▸ **Selected extract**

•••••

On the eve of the final race of the 2019 cobbled Classics, Luke Rowe told reporters that Team Sky’s campaign had not lived up to expectations. However, the Welshman is still determined to turn things around for himself and the team with Sunday’s Paris-Roubaix.
Rowe came into the spring Classics in strong form with a good showing in the crosswinds of Paris-Nice, but had a difficult return to the cobbles getting his ‘head kicked in’ at E3 BinckBank Classic. There was a promising sixth at Dwars door Vlaanderen but the Tour of Flanders did not go to plan. He decided to skip Scheldeprijs while he got himself ready for Paris-Roubaix.
“I’ve been in Belgium now for two and a half weeks it has been a long few weeks. We’ve said that we’ve got a strong team and we are looking to come to these races to compete for the win,” Rowe told reporters at the team presentation in Compiègne on Sunday. “I think that’s yet to really to line up for us. On paper, we have a really strong team but we’re yet to get that big result.”
The Welshman has had some good results at Paris-Roubaix in the past with eighth in 2015 and 14th the following season. His teammate Ian Stannard finished on the podium in 2016, while Gianni Moscon took fifth in 2017. Meanwhile Dylan van Baarle, who has taken a string of top 20 finishes in the last three seasons, has possibly been the team’s strongest rider this year.
Rowe believes that the team is well suited Paris-Roubaix – though there are plenty of teams out there that have the same feeling – and is hoping that they will find better fortunes in the Hell of the North.

•••••

▸ **Exercises to complete**
1/ Transcribe the portion of the Paris-Roubaix article starting at "The Welshman has" and ending at "of the North.".
2/ Pick up the Paris-Roubaix article right after its final sentence and keep writing it.

▸ **Dataset excerpt**
•••••

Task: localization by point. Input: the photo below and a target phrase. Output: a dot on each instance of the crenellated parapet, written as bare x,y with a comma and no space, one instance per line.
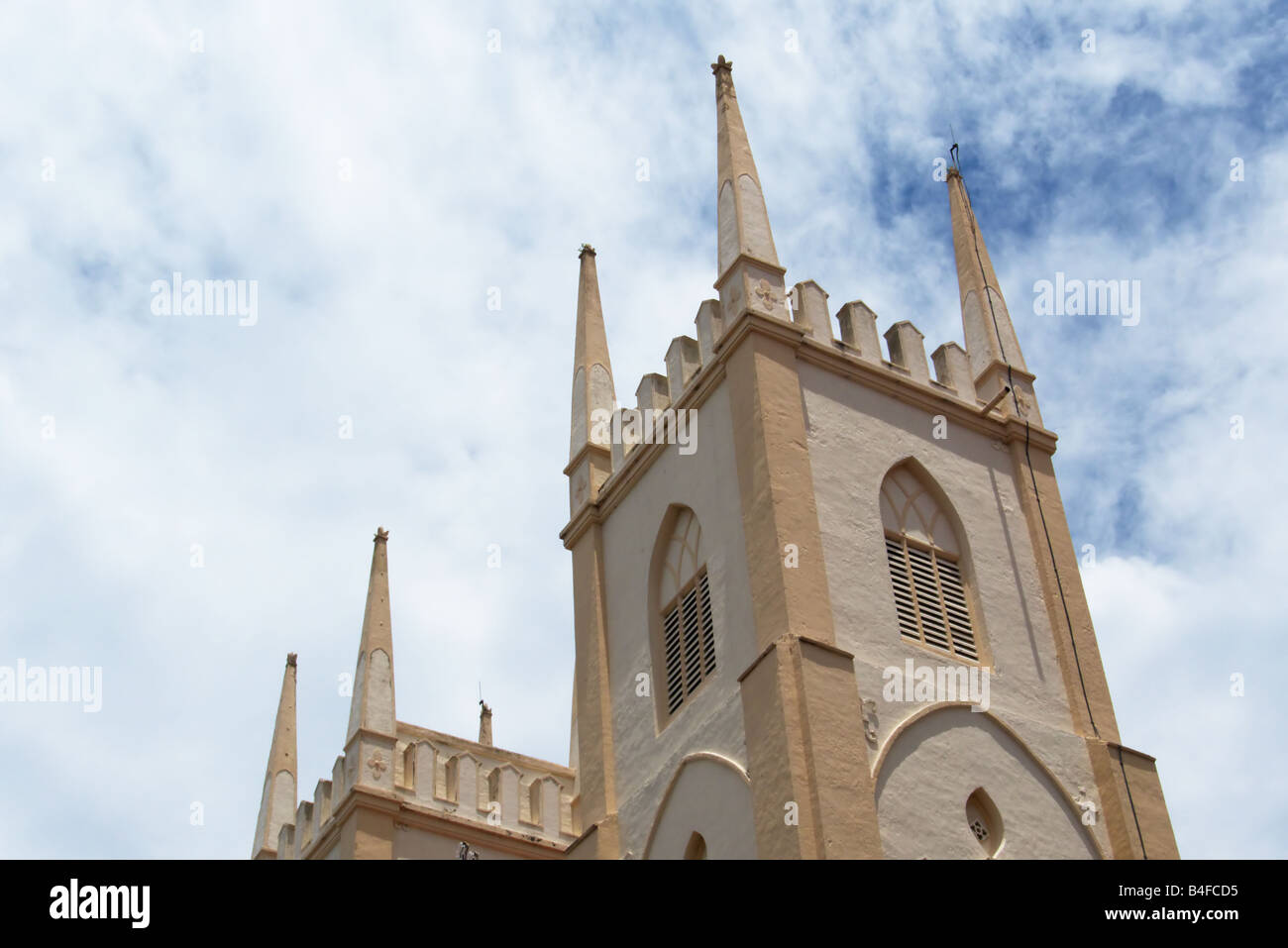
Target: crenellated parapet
485,785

•••••

▸ **Answers in order**
1/
The Welshman has had some good results at Paris-Roubaix in the past with eighth in 2015 and 14th the following season. His teammate Ian Stannard finished on the podium in 2016, while Gianni Moscon took fifth in 2017. Meanwhile Dylan van Baarle, who has taken a string of top 20 finishes in the last three seasons, has possibly been the team’s strongest rider this year.
Rowe believes that the team is well suited Paris-Roubaix – though there are plenty of teams out there that have the same feeling – and is hoping that they will find better fortunes in the Hell of the North.

2/
“Hopefully, we can put that right tomorrow and have a smooth run. I hope that lady luck will be on our side. I think it is a race that suits us better than the Flanders Classics,” said Rowe. “We did our recon on Thursday. It’s the same old stuff out there, it’s bumpy, it’s horrible. I’m sure that everyone will say the same about the cobbled sections, how tough they are, how brutal they are and relentless. It’s the same every year, it’s not going to change.”
As the team get themselves ready for the race, which will roll out of Compiègne at 11am on Sunday, they make take a small moment to note that this is the last time many of them will pull on the colours of Team Sky. After a decade of sponsorship, the team will be known as Team Ineos from the start of May. With Rowe taking a break after Roubaix, he is one of those that will be donning the jersey for the final time. He says that it doesn’t feel too emotional but adds that it would be a nice send-off for their old sponsor to take a win in their final month.
“I don’t think that it is emotional. If the team was folding and we were all going our different ways then it would change things but the fact that we’re pretty much going to stay the same, it’s just the jersey and the name on our chest that will change, I don’t think that I’ll get particularly emotional,” said Rowe.
“It would be a pretty cool send-off when you talk about pulling on the Team Sky jersey for the last time. It would be pretty special but essentially, Ineos or Sky or whatever we have on our jersey, we’re going to do our best. It will be the last time I pull a team Sky jersey on in a race, because I’m not racing for the rest of April. It would be a great send-off, but I don’t think it will change much.”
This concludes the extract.